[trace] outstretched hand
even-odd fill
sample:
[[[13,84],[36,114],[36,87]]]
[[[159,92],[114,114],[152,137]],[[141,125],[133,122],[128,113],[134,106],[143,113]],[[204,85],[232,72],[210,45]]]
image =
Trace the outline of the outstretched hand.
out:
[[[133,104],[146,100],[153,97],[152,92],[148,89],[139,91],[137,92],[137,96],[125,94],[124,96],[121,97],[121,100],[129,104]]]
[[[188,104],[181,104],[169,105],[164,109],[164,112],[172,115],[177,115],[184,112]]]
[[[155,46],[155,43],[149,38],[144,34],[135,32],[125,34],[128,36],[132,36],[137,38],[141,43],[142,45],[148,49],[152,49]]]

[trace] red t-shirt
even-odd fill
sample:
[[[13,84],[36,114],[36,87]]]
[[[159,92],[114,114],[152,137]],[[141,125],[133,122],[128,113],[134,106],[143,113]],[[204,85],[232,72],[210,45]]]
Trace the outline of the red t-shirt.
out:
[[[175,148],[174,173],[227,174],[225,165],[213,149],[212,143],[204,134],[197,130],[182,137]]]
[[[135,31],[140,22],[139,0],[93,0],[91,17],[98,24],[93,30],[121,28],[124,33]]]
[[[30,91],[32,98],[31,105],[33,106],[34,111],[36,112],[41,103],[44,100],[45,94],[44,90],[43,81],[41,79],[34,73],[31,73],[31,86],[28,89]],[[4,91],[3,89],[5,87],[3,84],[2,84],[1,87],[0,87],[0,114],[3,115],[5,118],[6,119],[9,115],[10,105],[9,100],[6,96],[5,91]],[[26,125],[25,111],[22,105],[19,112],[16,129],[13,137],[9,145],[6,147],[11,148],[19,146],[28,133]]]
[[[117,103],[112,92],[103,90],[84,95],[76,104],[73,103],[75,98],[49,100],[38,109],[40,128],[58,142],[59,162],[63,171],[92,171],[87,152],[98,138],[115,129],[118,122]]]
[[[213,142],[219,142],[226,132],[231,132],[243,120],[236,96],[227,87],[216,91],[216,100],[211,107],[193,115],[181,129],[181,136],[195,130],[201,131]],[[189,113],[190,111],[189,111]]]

##########

* [Exercise brief]:
Update the material above by replacing every occurrence of "even-odd fill" with "even-odd rule". Leave everything else unchanged.

* [Written reply]:
[trace] outstretched hand
even-odd rule
sample:
[[[13,84],[36,114],[36,87]]]
[[[159,92],[114,114],[152,137]],[[141,125],[133,122],[128,113],[134,106],[143,113]],[[204,85],[232,72],[210,45]]]
image =
Trace the outline of the outstretched hand.
out:
[[[133,104],[146,100],[153,97],[152,92],[148,89],[139,91],[137,92],[137,96],[125,94],[124,96],[121,97],[121,100],[129,104]]]
[[[188,104],[181,104],[169,105],[164,109],[164,112],[172,115],[177,115],[184,112]]]
[[[155,46],[155,43],[149,38],[144,34],[135,32],[125,34],[128,36],[132,36],[137,38],[141,43],[142,45],[148,49],[152,49]]]

[trace] red t-shirt
even-odd rule
sample:
[[[13,84],[36,114],[36,87]]]
[[[159,92],[114,114],[152,137]],[[141,125],[133,122],[128,113],[134,106],[143,113]],[[204,85],[232,72],[210,45]]]
Trace the outline of the red t-shirt.
out:
[[[175,148],[174,173],[227,174],[225,165],[213,149],[212,143],[204,134],[197,130],[182,137]]]
[[[135,31],[140,22],[139,0],[93,0],[91,17],[98,24],[93,30],[121,28],[124,33]]]
[[[30,91],[32,98],[31,105],[33,106],[34,111],[36,112],[41,103],[44,100],[45,94],[44,90],[43,81],[41,79],[34,73],[31,73],[31,86],[28,89]],[[4,91],[3,89],[5,87],[3,84],[2,84],[1,87],[0,87],[0,114],[3,115],[5,118],[6,119],[9,115],[10,105],[9,100],[6,96],[5,91]],[[26,125],[25,111],[22,105],[19,112],[16,129],[13,137],[9,145],[6,147],[11,148],[19,146],[28,133]]]
[[[117,103],[112,92],[103,90],[84,95],[76,104],[73,103],[75,98],[49,100],[38,109],[40,128],[58,142],[59,162],[63,171],[92,171],[87,152],[98,138],[115,129],[118,122]]]
[[[213,142],[219,142],[226,132],[231,132],[243,120],[236,96],[227,87],[216,91],[216,100],[211,107],[193,115],[181,129],[181,136],[195,130],[201,131]],[[189,113],[190,111],[189,111]]]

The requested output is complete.